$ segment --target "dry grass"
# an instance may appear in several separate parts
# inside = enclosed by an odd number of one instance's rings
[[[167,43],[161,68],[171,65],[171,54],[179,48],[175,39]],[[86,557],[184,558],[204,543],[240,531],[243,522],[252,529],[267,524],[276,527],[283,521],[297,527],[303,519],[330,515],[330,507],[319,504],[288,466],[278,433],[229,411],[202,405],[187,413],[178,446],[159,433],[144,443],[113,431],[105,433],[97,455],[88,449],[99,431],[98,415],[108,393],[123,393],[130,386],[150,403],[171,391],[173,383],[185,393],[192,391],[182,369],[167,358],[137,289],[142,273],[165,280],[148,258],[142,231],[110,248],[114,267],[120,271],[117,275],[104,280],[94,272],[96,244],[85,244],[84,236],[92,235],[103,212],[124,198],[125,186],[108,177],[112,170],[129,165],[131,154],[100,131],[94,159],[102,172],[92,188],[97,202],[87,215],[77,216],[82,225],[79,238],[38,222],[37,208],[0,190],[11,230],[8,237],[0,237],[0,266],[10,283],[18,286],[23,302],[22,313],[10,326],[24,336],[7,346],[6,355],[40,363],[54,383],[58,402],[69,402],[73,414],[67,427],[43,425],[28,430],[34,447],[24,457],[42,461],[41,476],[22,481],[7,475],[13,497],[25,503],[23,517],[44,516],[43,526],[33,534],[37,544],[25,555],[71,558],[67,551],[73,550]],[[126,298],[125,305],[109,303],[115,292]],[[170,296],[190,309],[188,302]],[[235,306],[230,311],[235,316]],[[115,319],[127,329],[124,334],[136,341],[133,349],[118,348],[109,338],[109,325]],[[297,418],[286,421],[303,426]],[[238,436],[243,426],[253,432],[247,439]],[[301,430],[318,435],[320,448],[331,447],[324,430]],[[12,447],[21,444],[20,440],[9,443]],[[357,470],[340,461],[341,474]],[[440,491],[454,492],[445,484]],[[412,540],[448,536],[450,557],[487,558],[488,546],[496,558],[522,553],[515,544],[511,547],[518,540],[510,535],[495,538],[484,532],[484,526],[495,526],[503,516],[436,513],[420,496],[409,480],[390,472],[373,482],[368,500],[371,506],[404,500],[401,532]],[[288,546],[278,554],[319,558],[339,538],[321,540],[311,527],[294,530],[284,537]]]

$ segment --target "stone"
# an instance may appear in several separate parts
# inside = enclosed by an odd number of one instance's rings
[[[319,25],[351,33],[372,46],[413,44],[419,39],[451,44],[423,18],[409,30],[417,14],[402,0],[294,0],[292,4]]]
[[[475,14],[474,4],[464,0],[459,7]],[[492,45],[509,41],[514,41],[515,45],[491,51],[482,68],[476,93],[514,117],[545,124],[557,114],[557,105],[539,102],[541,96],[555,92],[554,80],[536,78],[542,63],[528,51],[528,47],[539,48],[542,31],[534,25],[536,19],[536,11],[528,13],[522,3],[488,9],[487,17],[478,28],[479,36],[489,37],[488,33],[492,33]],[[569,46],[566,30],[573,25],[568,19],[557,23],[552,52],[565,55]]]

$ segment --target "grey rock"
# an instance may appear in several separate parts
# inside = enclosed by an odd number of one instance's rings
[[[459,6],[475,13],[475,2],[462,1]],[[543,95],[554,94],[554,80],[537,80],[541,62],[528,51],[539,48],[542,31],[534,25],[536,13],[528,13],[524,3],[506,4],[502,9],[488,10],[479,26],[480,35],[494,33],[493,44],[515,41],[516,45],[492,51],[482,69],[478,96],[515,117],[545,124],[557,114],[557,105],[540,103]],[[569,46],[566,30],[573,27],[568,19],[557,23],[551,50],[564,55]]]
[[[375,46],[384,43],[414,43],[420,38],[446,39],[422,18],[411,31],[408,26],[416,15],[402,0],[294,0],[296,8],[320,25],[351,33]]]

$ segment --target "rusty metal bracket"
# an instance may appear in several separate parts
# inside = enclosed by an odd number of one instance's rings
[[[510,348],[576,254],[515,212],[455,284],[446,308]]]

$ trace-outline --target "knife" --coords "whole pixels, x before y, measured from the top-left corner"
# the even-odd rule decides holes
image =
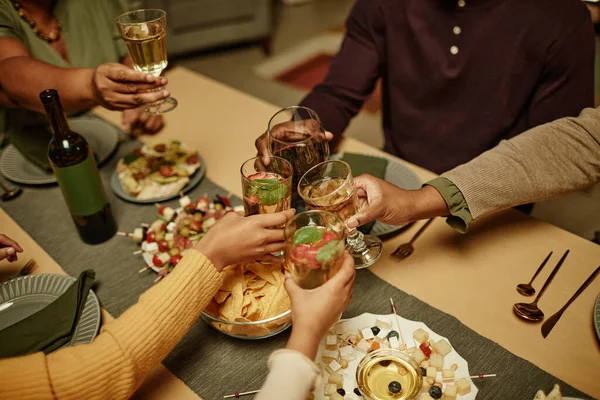
[[[556,323],[558,322],[558,320],[560,319],[560,317],[562,317],[562,315],[565,312],[565,310],[567,309],[567,307],[569,307],[571,305],[571,303],[573,301],[575,301],[575,299],[577,297],[579,297],[579,295],[581,293],[583,293],[583,291],[585,290],[585,288],[588,287],[590,285],[590,283],[592,283],[592,281],[596,278],[596,276],[598,275],[599,272],[600,272],[600,267],[596,268],[596,270],[590,275],[590,277],[587,278],[587,280],[585,282],[583,282],[583,285],[581,285],[581,287],[579,289],[577,289],[577,292],[575,292],[575,294],[573,295],[573,297],[571,297],[569,299],[569,301],[567,301],[567,304],[565,304],[563,306],[563,308],[561,308],[560,310],[558,310],[558,312],[556,314],[554,314],[553,316],[551,316],[550,318],[548,318],[546,320],[546,322],[544,322],[544,324],[542,325],[542,336],[544,338],[546,338],[546,336],[548,336],[548,334],[550,333],[550,331],[552,330],[552,328],[554,328],[554,325],[556,325]]]

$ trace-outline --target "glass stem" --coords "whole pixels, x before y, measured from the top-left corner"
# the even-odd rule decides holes
[[[364,240],[365,235],[358,229],[354,228],[348,232],[348,237],[346,238],[346,244],[352,252],[354,253],[362,253],[367,250],[367,244]]]

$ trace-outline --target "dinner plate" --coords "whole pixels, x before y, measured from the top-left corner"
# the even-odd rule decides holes
[[[600,294],[596,299],[596,305],[594,306],[594,328],[596,328],[596,336],[600,340]]]
[[[369,156],[369,157],[377,157],[374,156],[373,154],[361,154],[364,156]],[[330,158],[332,160],[339,160],[341,159],[343,156],[343,154],[333,154]],[[398,187],[401,187],[402,189],[406,189],[406,190],[417,190],[421,188],[421,180],[419,179],[419,177],[407,166],[405,166],[404,164],[399,163],[396,160],[393,160],[391,158],[387,158],[387,157],[379,157],[379,158],[385,158],[388,163],[387,163],[387,167],[385,169],[385,177],[384,179],[387,182],[390,182]],[[373,228],[371,229],[371,234],[375,235],[375,236],[386,236],[389,234],[392,234],[396,231],[399,231],[400,229],[402,229],[404,226],[394,226],[394,225],[388,225],[388,224],[384,224],[382,222],[375,222],[375,225],[373,225]]]
[[[89,143],[98,159],[98,164],[106,161],[119,143],[119,128],[92,117],[69,119],[73,131],[79,133]],[[8,145],[0,156],[0,172],[13,182],[25,185],[47,185],[55,183],[52,172],[33,164],[16,147]]]
[[[192,175],[190,177],[190,181],[188,182],[187,185],[185,185],[185,187],[181,190],[183,193],[187,193],[190,190],[194,189],[196,186],[198,186],[198,184],[200,183],[200,181],[202,180],[202,178],[204,178],[204,175],[206,174],[206,164],[204,163],[204,159],[200,157],[200,168],[198,169],[198,171],[196,171],[194,173],[194,175]],[[110,178],[110,187],[112,188],[113,192],[115,192],[115,194],[117,196],[119,196],[120,198],[122,198],[125,201],[129,201],[131,203],[138,203],[138,204],[153,204],[153,203],[160,203],[162,201],[167,201],[167,200],[171,200],[171,199],[175,199],[177,197],[179,197],[179,193],[174,193],[171,196],[163,196],[163,197],[157,197],[154,199],[147,199],[147,200],[138,200],[135,197],[129,195],[127,192],[125,192],[125,190],[123,190],[123,188],[121,187],[121,182],[119,182],[119,173],[117,171],[115,171],[112,174],[112,177]]]
[[[40,274],[11,279],[0,285],[0,329],[38,312],[63,294],[77,279]],[[71,341],[65,346],[90,343],[100,327],[100,303],[92,290],[87,297]]]
[[[341,334],[345,331],[352,331],[352,332],[358,333],[359,330],[375,326],[375,321],[377,319],[388,322],[389,324],[391,324],[392,329],[396,330],[397,332],[400,332],[402,334],[402,337],[404,337],[404,340],[406,341],[408,347],[415,346],[415,341],[413,340],[413,332],[419,328],[421,328],[425,332],[429,333],[429,341],[432,341],[432,340],[438,341],[440,339],[445,339],[450,344],[452,344],[452,342],[450,340],[448,340],[447,338],[445,338],[443,336],[438,335],[437,333],[432,331],[427,325],[425,325],[423,322],[412,321],[410,319],[406,319],[406,318],[402,318],[402,317],[398,316],[398,322],[400,324],[400,329],[399,329],[398,325],[396,324],[396,317],[394,314],[375,315],[375,314],[365,313],[365,314],[359,315],[358,317],[354,317],[354,318],[350,318],[350,319],[342,319],[332,329],[335,330],[335,332],[338,334]],[[327,336],[328,335],[325,335],[325,337],[319,344],[319,352],[318,352],[317,358],[316,358],[317,362],[319,362],[321,360],[321,354],[325,350]],[[338,372],[340,372],[344,376],[344,390],[346,391],[346,395],[344,396],[344,398],[348,398],[348,399],[352,399],[352,400],[363,400],[362,396],[357,396],[356,394],[354,394],[354,388],[357,387],[356,368],[358,367],[358,364],[360,363],[360,360],[363,358],[365,353],[362,353],[359,350],[356,350],[355,352],[357,354],[356,359],[349,361],[348,367],[345,369],[341,369]],[[452,348],[452,351],[444,357],[444,368],[449,369],[452,364],[456,364],[458,366],[458,369],[454,372],[455,377],[462,378],[462,377],[467,377],[467,376],[472,375],[469,373],[469,363],[464,358],[462,358],[460,356],[460,354],[458,354],[456,352],[454,347]],[[319,386],[317,386],[317,388],[315,390],[315,399],[316,400],[326,400],[327,399],[327,397],[324,395],[324,385],[327,383],[328,374],[327,374],[327,372],[323,372],[323,373],[325,374],[325,376],[321,380],[321,384]],[[441,373],[438,372],[438,378],[440,378],[440,377],[441,377]],[[471,393],[464,395],[464,396],[460,396],[459,397],[460,400],[473,400],[477,396],[477,392],[478,392],[477,387],[475,386],[475,384],[473,383],[473,381],[471,379],[467,379],[467,380],[471,383]],[[443,388],[444,389],[446,388],[446,384],[444,384]]]

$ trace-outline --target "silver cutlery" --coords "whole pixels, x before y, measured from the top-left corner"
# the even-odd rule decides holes
[[[563,308],[558,310],[558,312],[556,314],[554,314],[553,316],[548,318],[548,320],[546,322],[544,322],[544,324],[542,325],[542,336],[544,338],[546,336],[548,336],[548,334],[550,333],[552,328],[554,328],[554,325],[556,325],[556,323],[558,322],[560,317],[562,317],[565,310],[571,305],[571,303],[573,303],[575,301],[575,299],[577,297],[579,297],[579,295],[581,293],[583,293],[585,288],[587,288],[590,285],[590,283],[592,283],[592,281],[598,276],[599,272],[600,272],[600,267],[596,268],[596,270],[586,279],[586,281],[583,282],[583,285],[581,285],[581,287],[579,289],[577,289],[575,294],[569,299],[569,301],[567,301],[567,303],[563,306]]]
[[[531,278],[529,283],[519,283],[517,285],[517,292],[521,293],[523,296],[533,296],[535,294],[535,289],[533,288],[533,286],[531,286],[531,284],[533,283],[535,278],[538,276],[538,274],[540,273],[542,268],[544,268],[544,265],[546,265],[546,263],[550,259],[551,255],[552,255],[552,252],[550,252],[550,254],[548,254],[548,257],[546,257],[544,262],[542,262],[542,265],[540,265],[538,267],[537,271],[535,271],[535,274],[533,274],[533,277]]]
[[[2,201],[8,201],[8,200],[14,199],[15,197],[17,197],[18,195],[20,195],[23,192],[23,189],[21,189],[18,186],[14,186],[11,188],[7,184],[6,178],[4,178],[4,176],[2,174],[0,174],[0,187],[4,191],[4,193],[2,193]]]
[[[15,278],[18,278],[20,276],[27,276],[31,272],[33,272],[34,268],[35,268],[35,260],[33,258],[30,258],[29,261],[27,261],[25,263],[25,265],[23,266],[23,268],[21,268],[19,270],[19,272],[15,273],[13,276],[11,276],[10,279],[15,279]]]
[[[425,224],[423,224],[423,226],[417,231],[417,233],[415,233],[415,236],[413,236],[408,243],[398,246],[398,248],[392,253],[392,257],[395,257],[398,260],[404,260],[406,257],[410,256],[415,251],[413,243],[419,236],[421,236],[423,231],[431,224],[431,222],[433,222],[433,220],[434,218],[425,222]]]

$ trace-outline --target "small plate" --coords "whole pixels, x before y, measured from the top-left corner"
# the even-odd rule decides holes
[[[410,319],[405,319],[405,318],[398,316],[398,323],[400,324],[400,328],[401,328],[401,329],[398,329],[398,325],[396,324],[396,317],[394,316],[394,314],[375,315],[375,314],[365,313],[365,314],[359,315],[358,317],[354,317],[354,318],[350,318],[350,319],[342,319],[339,322],[337,322],[334,325],[334,328],[332,328],[332,329],[334,329],[338,333],[341,333],[344,331],[358,332],[358,330],[375,326],[375,321],[377,319],[387,321],[388,323],[391,324],[392,329],[396,330],[397,332],[401,332],[402,337],[404,337],[404,340],[406,341],[408,347],[414,346],[413,332],[419,328],[421,328],[425,332],[429,333],[430,341],[431,340],[438,341],[441,339],[445,339],[450,344],[452,344],[452,342],[450,340],[448,340],[447,338],[445,338],[443,336],[438,335],[437,333],[432,331],[427,325],[425,325],[423,322],[412,321]],[[328,335],[325,335],[325,338],[323,338],[323,340],[321,341],[321,343],[319,345],[319,352],[318,352],[317,358],[316,358],[317,362],[319,362],[321,360],[321,354],[325,350],[327,336]],[[352,400],[362,400],[363,399],[362,396],[357,396],[354,394],[354,388],[356,387],[356,368],[358,367],[358,364],[360,363],[360,360],[362,359],[361,354],[366,354],[366,353],[362,353],[360,350],[355,350],[355,352],[357,353],[356,359],[349,361],[348,368],[342,369],[340,371],[341,371],[341,374],[344,376],[344,389],[346,391],[345,397],[352,399]],[[462,358],[460,356],[460,354],[458,354],[456,352],[454,347],[452,347],[452,351],[444,357],[444,368],[446,368],[446,369],[450,368],[450,366],[452,364],[458,365],[458,369],[455,372],[456,377],[467,377],[467,376],[471,375],[469,373],[468,362],[464,358]],[[325,374],[325,376],[323,377],[322,382],[326,383],[328,374],[327,374],[327,372],[324,372],[324,374]],[[440,372],[438,372],[438,377],[439,376],[441,376]],[[471,383],[471,393],[469,393],[465,396],[460,396],[459,397],[460,400],[473,400],[477,397],[477,392],[478,392],[477,386],[475,386],[475,384],[473,383],[473,381],[471,379],[468,379],[468,380]],[[323,383],[321,383],[321,385],[317,386],[317,389],[315,390],[315,399],[316,400],[325,400],[327,398],[326,396],[324,396],[324,392],[323,392],[324,384]],[[444,384],[444,389],[445,389],[445,384]]]
[[[360,153],[356,153],[356,154],[360,154]],[[369,157],[377,157],[373,154],[361,154],[364,156],[369,156]],[[330,159],[332,160],[339,160],[341,159],[343,156],[343,154],[333,154]],[[398,187],[401,187],[402,189],[406,189],[406,190],[417,190],[421,188],[421,180],[419,179],[419,177],[412,172],[412,170],[410,168],[408,168],[407,166],[405,166],[404,164],[399,163],[396,160],[392,160],[391,158],[387,158],[387,157],[380,157],[380,158],[385,158],[388,163],[387,163],[387,167],[385,169],[385,180],[387,182],[390,182]],[[373,228],[371,229],[370,234],[371,235],[375,235],[375,236],[386,236],[386,235],[390,235],[394,232],[397,232],[399,230],[401,230],[402,228],[404,228],[404,226],[393,226],[393,225],[388,225],[388,224],[384,224],[382,222],[375,222],[375,225],[373,225]]]
[[[98,157],[98,164],[106,161],[119,143],[119,129],[101,119],[81,117],[69,119],[73,131],[87,140],[92,151]],[[47,185],[55,183],[52,172],[31,163],[13,145],[8,145],[0,156],[0,172],[13,182],[25,185]]]
[[[58,274],[29,275],[0,285],[0,329],[33,315],[63,294],[77,279]],[[65,346],[90,343],[100,327],[100,303],[92,290],[87,297],[71,341]],[[64,346],[63,346],[64,347]]]
[[[596,299],[596,305],[594,306],[594,328],[596,328],[596,336],[600,340],[600,294]]]
[[[192,175],[190,177],[189,183],[187,185],[185,185],[185,187],[181,191],[183,193],[187,193],[190,190],[194,189],[196,186],[198,186],[200,181],[202,181],[202,178],[204,178],[205,174],[206,174],[206,164],[204,163],[204,159],[202,158],[202,156],[200,156],[200,168],[198,169],[198,171],[196,171],[194,173],[194,175]],[[157,197],[154,199],[146,199],[146,200],[138,200],[135,197],[130,196],[129,194],[127,194],[127,192],[125,192],[123,190],[123,188],[121,187],[121,182],[119,182],[119,173],[117,171],[115,171],[110,178],[110,187],[117,196],[119,196],[123,200],[129,201],[131,203],[153,204],[153,203],[160,203],[163,201],[167,201],[167,200],[171,200],[171,199],[175,199],[175,198],[179,197],[179,193],[175,193],[171,196]]]

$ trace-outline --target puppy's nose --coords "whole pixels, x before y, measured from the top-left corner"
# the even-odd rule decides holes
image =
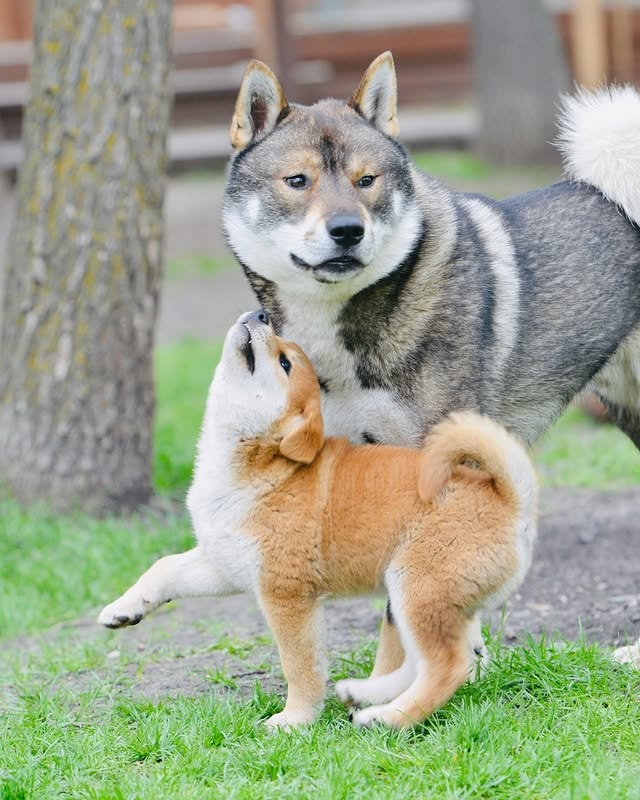
[[[249,322],[249,320],[261,322],[263,325],[271,324],[271,318],[264,308],[259,308],[257,311],[247,311],[246,313],[242,314],[238,322],[245,324]]]
[[[329,236],[340,247],[352,247],[364,236],[364,225],[355,214],[334,214],[327,222]]]

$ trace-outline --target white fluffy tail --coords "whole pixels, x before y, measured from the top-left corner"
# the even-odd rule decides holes
[[[640,225],[640,93],[612,86],[565,96],[558,124],[569,177],[595,186]]]

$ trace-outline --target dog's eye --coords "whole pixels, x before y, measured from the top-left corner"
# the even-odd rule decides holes
[[[369,186],[373,186],[375,179],[375,175],[363,175],[359,181],[356,181],[356,186],[359,186],[360,189],[368,189]]]
[[[284,182],[291,189],[306,189],[309,185],[309,179],[306,175],[290,175],[284,179]]]
[[[280,353],[280,366],[287,375],[291,372],[291,362],[284,353]]]

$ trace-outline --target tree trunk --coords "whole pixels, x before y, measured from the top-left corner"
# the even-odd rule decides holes
[[[151,493],[171,0],[39,0],[0,330],[0,478],[91,512]]]
[[[549,142],[569,75],[553,17],[542,0],[471,6],[480,155],[501,164],[559,160]]]

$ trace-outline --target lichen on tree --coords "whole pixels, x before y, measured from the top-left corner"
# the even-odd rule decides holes
[[[0,330],[0,481],[151,493],[171,0],[40,0]]]

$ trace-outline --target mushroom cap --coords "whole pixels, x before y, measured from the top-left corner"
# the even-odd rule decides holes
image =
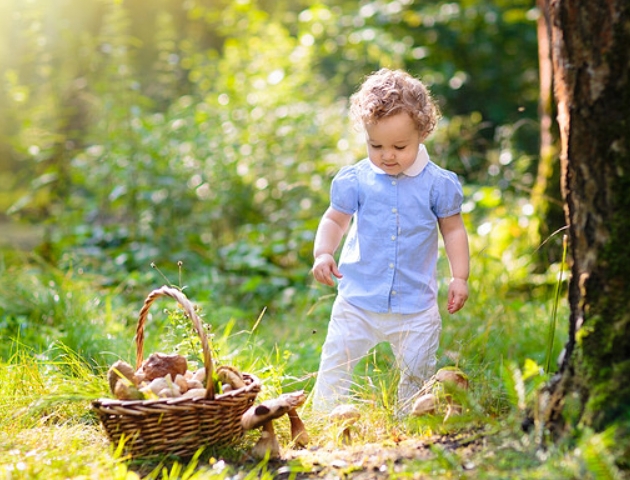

The problem: Repeat word for word only the lines from the line holding "trace-outline --target mushroom" to the final line of the material, both included. Don't carry over any picture.

Result of the exercise:
$ trace-outline --target mushroom cap --coords "whole pixels, x before y, measured from the top-left corner"
# the even-odd rule decides holes
image =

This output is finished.